OBJETIVO: Transcribe sin cambios un fragmento del pasaje sobre la educación: empieza en las palabras que contienen "La imagen del" y detente después de "de valor duradero.".

PASAJE:
•••
La imagen del conocimiento reflejaba que el compromiso y la visión de la educación eran una réplica de las tareas que ese compromiso fijó en la agenda moderna. El conocimiento tenía valor puesto que se esperaba que durara, así como la educación tenía valor en la medida en que ofreciera conocimiento de valor duradero.
Por: Zygmunt Bauman
Así llegamos al primero de los múltiples retos que la educación contemporánea debe afrontar y soportar. En nuestra «modernidad líquida», las posesiones duraderas, los productos que supuestamente uno compraba una vez y ya no reemplazaba nunca más —y que obviamente no se concebían para ser consumidos una única vez—, han perdido su antiguo encanto. Considerados alguna vez como activos ventajosos, hoy tienden a verse como pasivos. Los que alguna vez fueron objetos de deseo se transformaron en objetos de resquemor. ¿Por qué? Porque el «mundo vital» de la juventud contemporánea, compuesto desmañadamente con porciones de sus experiencias vitales, ya no se parece a los pasadizos ordenados, sólidos y «aprendibles» de los laberintos «de ratones de laboratorio» que hace medio siglo se utilizaban para explorar los misterios de la buena adaptación a través del aprendizaje. John Kotter , profesor de la Harvard Business School, aconseja a sus lectores que eviten quedar atrapados en empleos de larga duración del tipo «puesto permanente» y, en realidad, desaconseja desarrollar una lealtad institucional o dejarse absorber demasiado en cualquier empleo durante un tiempo prolongado. No debe sorprendernos, pues, que el panadero Rico se lamentara ante Sennett de lo dificultoso que le resultaba explicar qué podía significar un compromiso .
La historia de la educación está plagada de períodos críticos en los cuales se hizo evidente que las premisas y estrategias probadas y aparentemente confiables habían perdido contacto con la realidad y exigían ajustes o una reforma. Con todo, aparentemente la crisis actual es diferente de las del pasado. Los retos actuales están golpeando duramente la esencia misma de la idea de educación tal como se la concibió en el umbral de la larga historia de la civilización: hoy está en tela de juicio lo invariable de la idea, las características constitutivas de la educación que hasta ahora habían soportado todos los retos del pasado y habían emergido ilesas de todas las crisis. Me refiero a los supuestos nunca antes cuestionados y mucho menos sospechosos de haber perdido vigencia, con lo cual, necesariamente, deberían reexaminarse y reemplazarse.
•••
LISTADO DE DATOS:

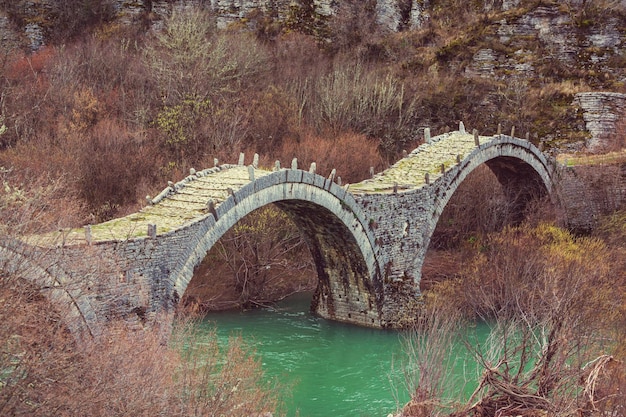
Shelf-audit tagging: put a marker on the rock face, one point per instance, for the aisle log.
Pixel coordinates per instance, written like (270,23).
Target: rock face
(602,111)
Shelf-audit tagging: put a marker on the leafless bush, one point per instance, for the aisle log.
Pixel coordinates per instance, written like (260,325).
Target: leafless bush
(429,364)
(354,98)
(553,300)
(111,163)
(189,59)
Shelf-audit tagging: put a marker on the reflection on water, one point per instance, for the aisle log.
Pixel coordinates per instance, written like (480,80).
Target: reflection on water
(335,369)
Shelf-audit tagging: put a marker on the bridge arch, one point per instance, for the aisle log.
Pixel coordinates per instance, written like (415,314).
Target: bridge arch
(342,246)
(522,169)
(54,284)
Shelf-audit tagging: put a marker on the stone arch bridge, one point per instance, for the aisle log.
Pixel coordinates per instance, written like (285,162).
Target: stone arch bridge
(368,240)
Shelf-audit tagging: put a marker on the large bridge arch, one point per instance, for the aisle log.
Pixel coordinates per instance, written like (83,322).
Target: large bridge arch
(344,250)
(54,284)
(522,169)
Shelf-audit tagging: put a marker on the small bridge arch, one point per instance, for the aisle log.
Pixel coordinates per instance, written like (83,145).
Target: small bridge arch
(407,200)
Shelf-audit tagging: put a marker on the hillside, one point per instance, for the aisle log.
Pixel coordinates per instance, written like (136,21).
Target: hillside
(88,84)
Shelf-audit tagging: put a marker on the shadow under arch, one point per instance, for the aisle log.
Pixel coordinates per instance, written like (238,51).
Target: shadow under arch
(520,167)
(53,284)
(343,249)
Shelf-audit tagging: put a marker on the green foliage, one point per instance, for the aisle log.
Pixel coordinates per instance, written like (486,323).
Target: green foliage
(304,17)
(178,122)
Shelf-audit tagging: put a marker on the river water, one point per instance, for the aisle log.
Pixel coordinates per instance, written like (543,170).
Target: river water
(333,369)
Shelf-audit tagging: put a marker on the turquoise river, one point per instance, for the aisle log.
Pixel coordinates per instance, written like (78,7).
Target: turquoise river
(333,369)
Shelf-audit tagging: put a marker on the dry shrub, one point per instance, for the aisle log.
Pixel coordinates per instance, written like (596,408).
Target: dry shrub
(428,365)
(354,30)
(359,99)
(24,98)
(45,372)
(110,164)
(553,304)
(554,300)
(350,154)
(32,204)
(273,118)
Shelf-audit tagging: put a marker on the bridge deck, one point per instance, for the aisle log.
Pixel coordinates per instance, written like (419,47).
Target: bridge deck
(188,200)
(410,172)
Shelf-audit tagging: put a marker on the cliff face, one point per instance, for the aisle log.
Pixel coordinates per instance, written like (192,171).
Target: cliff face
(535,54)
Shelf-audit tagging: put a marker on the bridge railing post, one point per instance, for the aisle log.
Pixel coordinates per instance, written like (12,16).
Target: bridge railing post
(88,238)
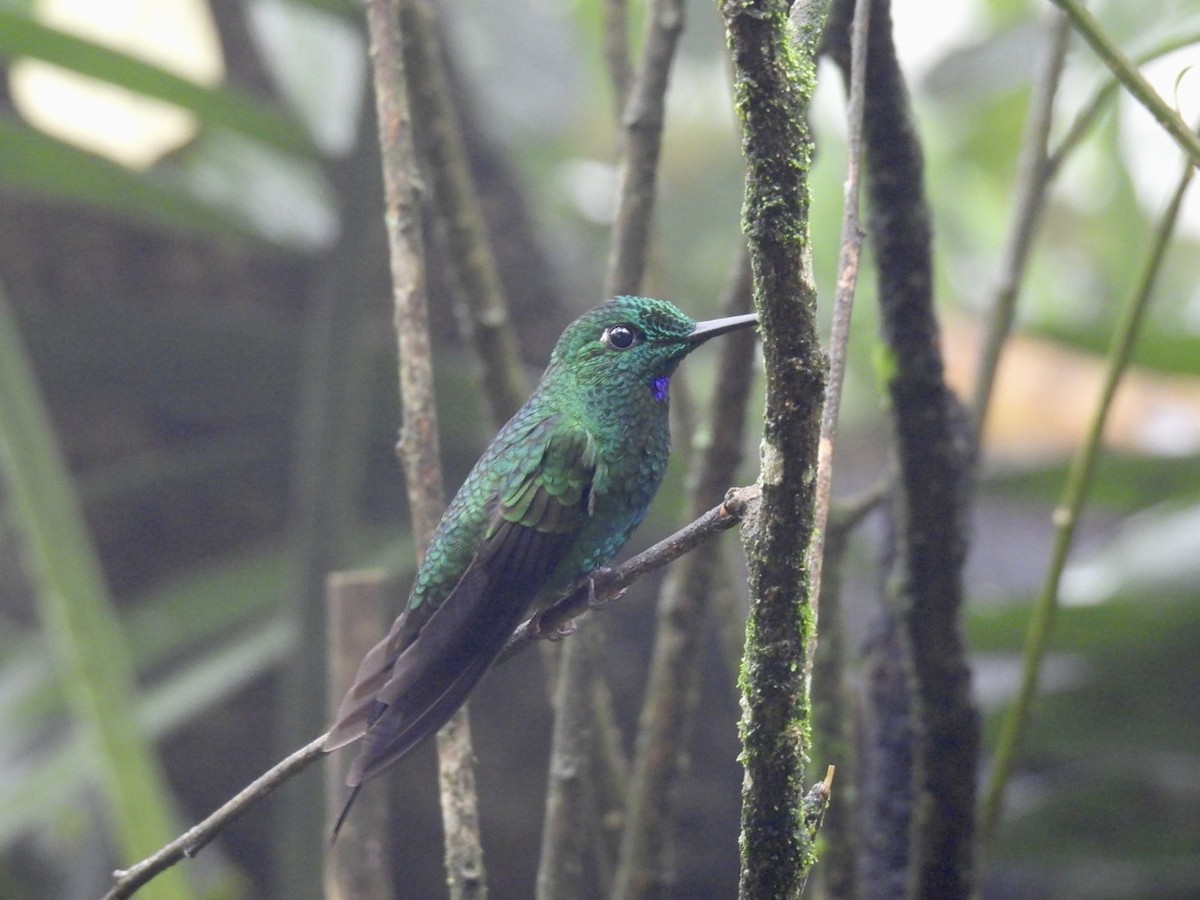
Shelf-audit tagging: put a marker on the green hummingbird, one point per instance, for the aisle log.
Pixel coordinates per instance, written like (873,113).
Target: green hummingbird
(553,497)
•••
RESPUESTA ESPERADA:
La imagen del conocimiento reflejaba que el compromiso y la visión de la educación eran una réplica de las tareas que ese compromiso fijó en la agenda moderna. El conocimiento tenía valor puesto que se esperaba que durara, así como la educación tenía valor en la medida en que ofreciera conocimiento de valor duradero.